**Kutipan teks:**
◆ ◆ ◆ ◆
Selasa, 11 November 2008

SYAIR LAGU-LAGU MANGGARAI

Oleh: Fransiskus Borgias M., (EFBE@fransisbm)

Sejauh yang dapat saya amati selama ini, lagu-lagu lama dalam bahasa Manggarai banyak memakai permainan variatif vokal sebagai syair utamanya. Maksud saya ialah tidak jarang syair lagu-lagu lama itu hanya berupa perpaduan dan permainan variatif vokal ou-ae-ea-io atau sekadar perpanjangan dari masing-masing vocal tadi, misalnya, iiiiooooooooooo….. Dan yang sangat menarik ialah bahwa hal itu sudah cukup atau paling tidak sudah dianggap cukup menjadi sebagai syair lagu. Mungkin akan ada orang yang secara spontan bertanya, kok syair lagu hanya seperti itu? Tetapi itulah yang menjadi kenyataan dalam tradisi lagu-lagu Manggarai lama.
◆ ◆ ◆ ◆
(Data penunjukan dan pelabelan)
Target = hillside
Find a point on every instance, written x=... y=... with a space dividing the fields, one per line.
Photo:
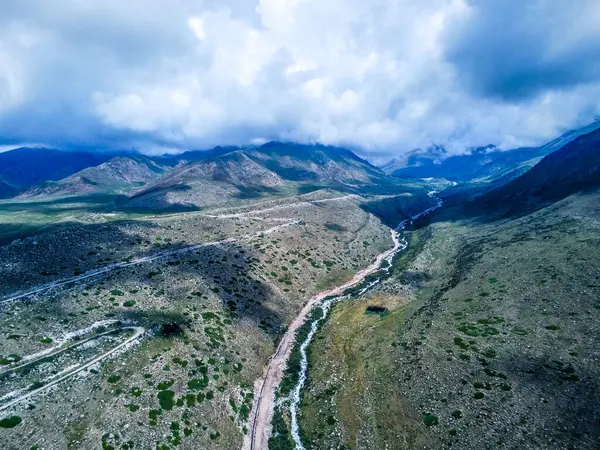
x=482 y=164
x=484 y=333
x=252 y=172
x=122 y=175
x=25 y=167
x=572 y=168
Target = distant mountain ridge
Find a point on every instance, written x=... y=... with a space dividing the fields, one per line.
x=481 y=164
x=122 y=174
x=25 y=167
x=573 y=168
x=248 y=172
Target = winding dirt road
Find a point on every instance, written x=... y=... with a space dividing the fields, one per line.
x=139 y=331
x=164 y=254
x=265 y=388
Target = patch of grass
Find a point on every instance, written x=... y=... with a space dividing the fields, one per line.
x=430 y=419
x=166 y=399
x=10 y=422
x=114 y=378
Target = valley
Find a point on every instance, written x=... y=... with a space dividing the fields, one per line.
x=203 y=298
x=315 y=302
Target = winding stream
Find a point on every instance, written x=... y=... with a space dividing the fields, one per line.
x=326 y=304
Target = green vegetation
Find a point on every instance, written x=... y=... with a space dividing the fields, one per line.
x=10 y=422
x=430 y=419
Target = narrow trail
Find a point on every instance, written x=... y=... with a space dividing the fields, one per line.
x=137 y=261
x=265 y=388
x=251 y=215
x=139 y=331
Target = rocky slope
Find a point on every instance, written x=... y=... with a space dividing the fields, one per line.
x=122 y=174
x=252 y=172
x=25 y=167
x=573 y=168
x=481 y=164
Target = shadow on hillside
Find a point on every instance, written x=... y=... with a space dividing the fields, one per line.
x=574 y=393
x=225 y=269
x=393 y=210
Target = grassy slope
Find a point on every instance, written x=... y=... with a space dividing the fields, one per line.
x=507 y=311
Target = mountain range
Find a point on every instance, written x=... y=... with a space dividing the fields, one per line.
x=193 y=178
x=487 y=164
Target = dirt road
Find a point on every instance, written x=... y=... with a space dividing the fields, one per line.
x=264 y=392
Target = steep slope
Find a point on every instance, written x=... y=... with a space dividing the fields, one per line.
x=296 y=162
x=24 y=167
x=6 y=190
x=252 y=172
x=211 y=181
x=483 y=164
x=122 y=174
x=573 y=168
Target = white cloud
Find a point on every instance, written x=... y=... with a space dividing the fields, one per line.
x=383 y=76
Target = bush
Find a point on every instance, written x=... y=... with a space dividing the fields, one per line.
x=430 y=419
x=10 y=422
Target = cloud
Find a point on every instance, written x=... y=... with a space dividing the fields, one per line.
x=381 y=77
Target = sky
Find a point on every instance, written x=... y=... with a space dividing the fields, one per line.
x=379 y=76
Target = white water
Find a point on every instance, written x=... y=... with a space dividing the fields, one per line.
x=326 y=306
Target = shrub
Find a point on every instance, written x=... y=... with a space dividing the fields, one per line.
x=10 y=422
x=430 y=419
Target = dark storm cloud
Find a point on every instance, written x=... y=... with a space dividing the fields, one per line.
x=381 y=76
x=516 y=50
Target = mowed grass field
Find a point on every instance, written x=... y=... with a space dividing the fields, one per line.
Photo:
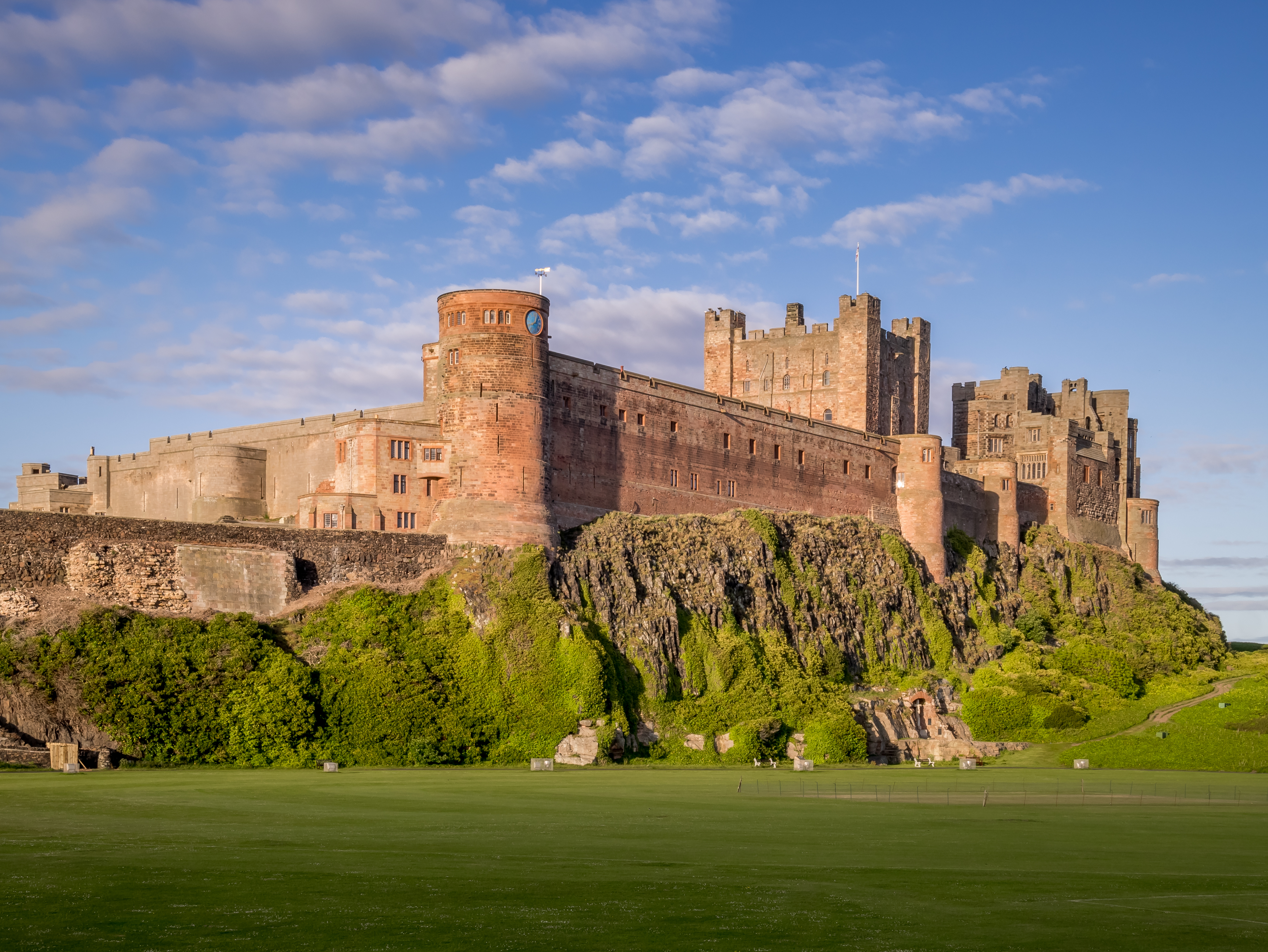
◆ ◆ ◆ ◆
**Petunjuk:**
1 – Menurut teks tentang syair lagu-lagu Manggarai, apa yang banyak dipakai lagu-lagu lama berbahasa Manggarai sebagai syair utamanya?
2 – Tukar "hillside" dengan "mountainside" pada data, mulai dari awal sampai baris yang berisi "x=572 y=168", dan biarkan bagian lain tetap sama. Tulis ulang bagian itu saja tanpa menyertakan gambar.
Data ini tidak ada hubungannya dengan teks.

**Jawaban berurutan:**
1 – Permainan variatif vokal.

2 –
Target = mountainside
Find a point on every instance, written x=... y=... with a space dividing the fields, one per line.
Photo:
x=482 y=164
x=484 y=333
x=252 y=172
x=122 y=175
x=25 y=167
x=572 y=168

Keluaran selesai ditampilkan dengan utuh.